*** Begin section ***
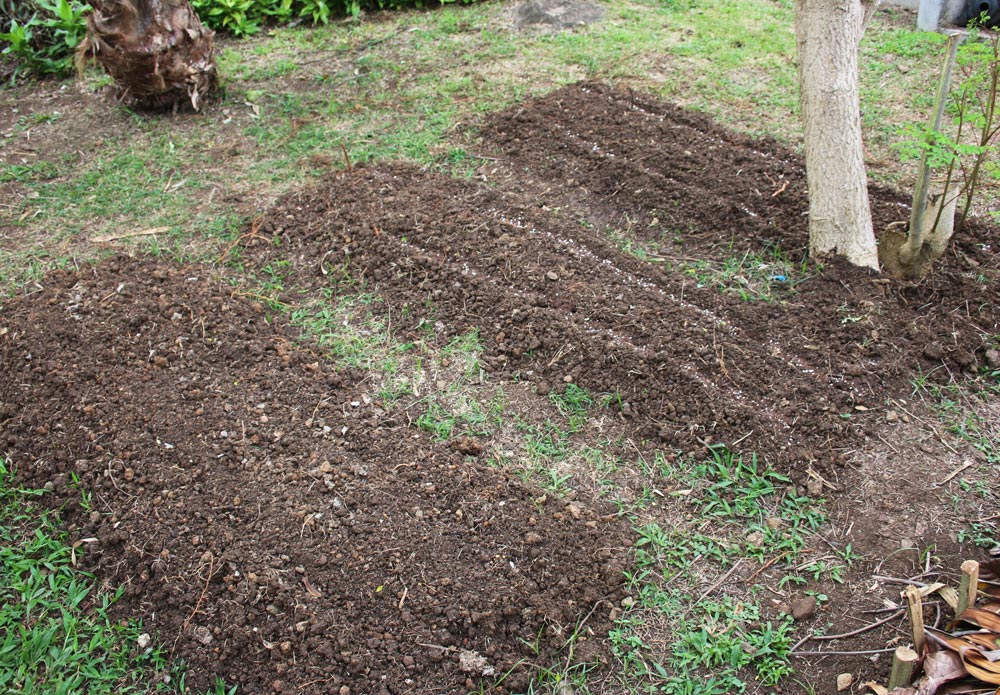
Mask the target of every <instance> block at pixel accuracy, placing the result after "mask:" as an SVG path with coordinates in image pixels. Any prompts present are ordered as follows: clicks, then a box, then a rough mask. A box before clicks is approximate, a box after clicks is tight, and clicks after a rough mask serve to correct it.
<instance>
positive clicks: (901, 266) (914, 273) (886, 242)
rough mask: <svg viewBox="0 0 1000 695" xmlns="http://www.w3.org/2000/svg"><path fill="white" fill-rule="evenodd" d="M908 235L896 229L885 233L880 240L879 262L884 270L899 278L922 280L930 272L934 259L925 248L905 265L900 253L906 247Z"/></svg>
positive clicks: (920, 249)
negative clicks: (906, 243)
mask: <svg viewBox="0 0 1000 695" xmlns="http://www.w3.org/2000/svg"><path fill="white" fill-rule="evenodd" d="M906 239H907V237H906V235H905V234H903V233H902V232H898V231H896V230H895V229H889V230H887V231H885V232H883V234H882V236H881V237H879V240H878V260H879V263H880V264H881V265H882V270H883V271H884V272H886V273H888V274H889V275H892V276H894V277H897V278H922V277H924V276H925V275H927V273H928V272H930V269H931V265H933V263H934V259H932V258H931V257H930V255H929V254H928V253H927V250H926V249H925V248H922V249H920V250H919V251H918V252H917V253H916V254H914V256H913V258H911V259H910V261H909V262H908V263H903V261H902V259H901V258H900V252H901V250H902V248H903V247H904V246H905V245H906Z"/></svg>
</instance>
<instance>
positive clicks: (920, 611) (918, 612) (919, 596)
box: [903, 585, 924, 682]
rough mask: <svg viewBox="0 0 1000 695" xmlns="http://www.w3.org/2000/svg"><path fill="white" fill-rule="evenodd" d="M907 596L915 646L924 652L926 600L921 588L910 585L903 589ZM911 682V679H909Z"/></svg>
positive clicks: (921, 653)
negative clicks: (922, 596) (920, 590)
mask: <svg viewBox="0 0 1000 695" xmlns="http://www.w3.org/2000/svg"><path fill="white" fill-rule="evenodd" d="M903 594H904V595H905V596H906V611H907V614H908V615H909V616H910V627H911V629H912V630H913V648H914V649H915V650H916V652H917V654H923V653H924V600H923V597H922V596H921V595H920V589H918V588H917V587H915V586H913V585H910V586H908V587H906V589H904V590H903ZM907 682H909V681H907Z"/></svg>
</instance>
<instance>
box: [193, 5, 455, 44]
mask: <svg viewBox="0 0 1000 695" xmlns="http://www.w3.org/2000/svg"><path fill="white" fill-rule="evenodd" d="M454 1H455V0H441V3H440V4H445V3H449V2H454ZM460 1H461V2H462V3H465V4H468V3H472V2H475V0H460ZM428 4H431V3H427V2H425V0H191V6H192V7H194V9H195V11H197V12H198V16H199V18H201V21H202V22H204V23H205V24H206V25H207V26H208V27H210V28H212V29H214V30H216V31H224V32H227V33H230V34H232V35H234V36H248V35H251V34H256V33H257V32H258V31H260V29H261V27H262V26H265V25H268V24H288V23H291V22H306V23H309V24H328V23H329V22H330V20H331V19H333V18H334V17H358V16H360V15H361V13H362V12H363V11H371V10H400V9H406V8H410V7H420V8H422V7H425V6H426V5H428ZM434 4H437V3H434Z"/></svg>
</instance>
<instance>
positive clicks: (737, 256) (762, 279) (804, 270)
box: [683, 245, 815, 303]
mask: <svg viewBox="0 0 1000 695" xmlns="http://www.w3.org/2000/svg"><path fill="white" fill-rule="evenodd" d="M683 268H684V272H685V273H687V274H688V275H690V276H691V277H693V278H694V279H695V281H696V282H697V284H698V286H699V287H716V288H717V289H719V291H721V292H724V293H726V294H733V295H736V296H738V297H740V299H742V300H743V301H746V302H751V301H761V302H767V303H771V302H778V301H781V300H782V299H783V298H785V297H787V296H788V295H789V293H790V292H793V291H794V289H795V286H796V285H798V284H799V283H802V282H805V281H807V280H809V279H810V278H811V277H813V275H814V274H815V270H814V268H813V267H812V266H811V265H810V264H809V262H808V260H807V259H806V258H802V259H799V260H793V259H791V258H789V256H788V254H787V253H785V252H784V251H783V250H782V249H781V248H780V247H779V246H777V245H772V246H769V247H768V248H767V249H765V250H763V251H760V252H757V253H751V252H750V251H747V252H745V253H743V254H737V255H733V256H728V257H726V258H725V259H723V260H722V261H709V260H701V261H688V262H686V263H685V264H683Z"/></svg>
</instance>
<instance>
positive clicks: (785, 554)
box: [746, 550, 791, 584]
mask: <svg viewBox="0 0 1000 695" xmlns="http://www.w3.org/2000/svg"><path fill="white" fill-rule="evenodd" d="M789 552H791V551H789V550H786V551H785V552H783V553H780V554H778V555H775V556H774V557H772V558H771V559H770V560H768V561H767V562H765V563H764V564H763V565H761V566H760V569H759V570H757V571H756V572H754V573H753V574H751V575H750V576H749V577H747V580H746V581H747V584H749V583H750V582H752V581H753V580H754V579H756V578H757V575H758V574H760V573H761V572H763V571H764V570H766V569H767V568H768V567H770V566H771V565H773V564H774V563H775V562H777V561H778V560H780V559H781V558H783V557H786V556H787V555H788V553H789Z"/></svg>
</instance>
*** End section ***
■ Exercise description ■
Filter the entries above and copy every line that contains the string "positive", leaving each line unchanged.

■ Output below ■
positive clicks: (901, 266) (914, 273) (886, 242)
positive clicks: (920, 249)
positive clicks: (920, 611) (918, 612) (919, 596)
positive clicks: (921, 653)
positive clicks: (737, 256) (762, 279) (804, 270)
positive clicks: (785, 554)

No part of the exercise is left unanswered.